Text passage —
....

A redundancy. A relationship ending. A child leaving home. A diagnosis — yours or someone you love. The death of a parent. A menopause that is rewiring more than you were told it would. A quiet, persistent sense that the next chapter is asking to begin.
For some, the threshold arrives loudly — a single event that ends one life and demands another. For others, it accumulates: a slow recognition that the structure you built, however successful, no longer fits the person inside it. And for some, nothing has gone wrong at all. You simply feel the turning, and you want to meet it consciously.
What these have in common is that the strategies that carried you to this point will not carry you through it. The capacity to be good, capable, reliable, accommodating — the version of yourself that performed so well — is the very thing being asked to evolve. You cannot think your way across this kind of threshold. You have to feel your way, and you need someone in the room who knows how that is done.

....

Dataset entries:
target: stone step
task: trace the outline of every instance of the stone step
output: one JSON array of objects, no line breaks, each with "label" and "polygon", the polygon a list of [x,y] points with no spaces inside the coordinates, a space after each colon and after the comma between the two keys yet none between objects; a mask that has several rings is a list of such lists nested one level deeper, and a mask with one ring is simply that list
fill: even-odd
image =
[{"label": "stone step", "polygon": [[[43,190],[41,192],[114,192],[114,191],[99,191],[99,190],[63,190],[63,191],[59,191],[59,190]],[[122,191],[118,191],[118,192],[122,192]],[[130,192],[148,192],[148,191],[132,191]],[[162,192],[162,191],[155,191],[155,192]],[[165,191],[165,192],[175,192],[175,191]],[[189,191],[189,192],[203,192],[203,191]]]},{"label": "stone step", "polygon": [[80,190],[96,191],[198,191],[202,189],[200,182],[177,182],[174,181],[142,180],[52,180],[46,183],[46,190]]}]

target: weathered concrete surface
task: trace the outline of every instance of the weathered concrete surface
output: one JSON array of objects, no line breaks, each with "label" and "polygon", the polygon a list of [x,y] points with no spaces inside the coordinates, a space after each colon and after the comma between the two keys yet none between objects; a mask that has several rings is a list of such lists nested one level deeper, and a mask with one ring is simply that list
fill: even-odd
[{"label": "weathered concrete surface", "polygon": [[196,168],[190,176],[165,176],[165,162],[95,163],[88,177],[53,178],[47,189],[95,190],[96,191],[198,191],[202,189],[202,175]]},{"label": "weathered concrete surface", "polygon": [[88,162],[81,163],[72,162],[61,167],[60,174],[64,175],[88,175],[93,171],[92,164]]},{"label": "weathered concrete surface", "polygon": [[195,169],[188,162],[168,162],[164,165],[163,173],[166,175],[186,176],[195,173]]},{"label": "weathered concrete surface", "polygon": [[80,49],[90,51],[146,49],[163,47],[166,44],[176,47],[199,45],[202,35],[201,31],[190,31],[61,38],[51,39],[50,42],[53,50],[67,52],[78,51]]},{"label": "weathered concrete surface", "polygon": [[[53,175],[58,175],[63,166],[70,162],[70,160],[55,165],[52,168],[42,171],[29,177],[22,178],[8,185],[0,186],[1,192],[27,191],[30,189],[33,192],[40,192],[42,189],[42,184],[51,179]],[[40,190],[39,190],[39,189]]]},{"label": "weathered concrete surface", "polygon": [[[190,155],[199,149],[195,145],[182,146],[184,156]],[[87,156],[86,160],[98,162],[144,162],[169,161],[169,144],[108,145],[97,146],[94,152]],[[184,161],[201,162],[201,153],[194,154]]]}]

....

Directions —
1. According to the passage on life transitions, what must a person do instead of thinking their way across this kind of threshold?
2. Pick up the passage on life transitions after its final sentence and continue it in the same voice.

Answers to each task —
1. They have to feel their way, with someone in the room who knows how that is done.

2.
You may have spent a long time being very good at a life that was not quite yours. You may be excited about what is coming and uncertain how to begin. You may be grieving what is ending. You may be all three in the same week. All of it belongs here.
This is the work you arrive at when the usual answers stop being enough — when more discipline, another plan, another good intention will not move the thing that is actually asking to move. It is a practice of tuning into yourself, learning a new way of being, and finding the answers where they have always been. A sustained, intelligent conversation with someone who knows how to listen to both the body and the life it is trying to live.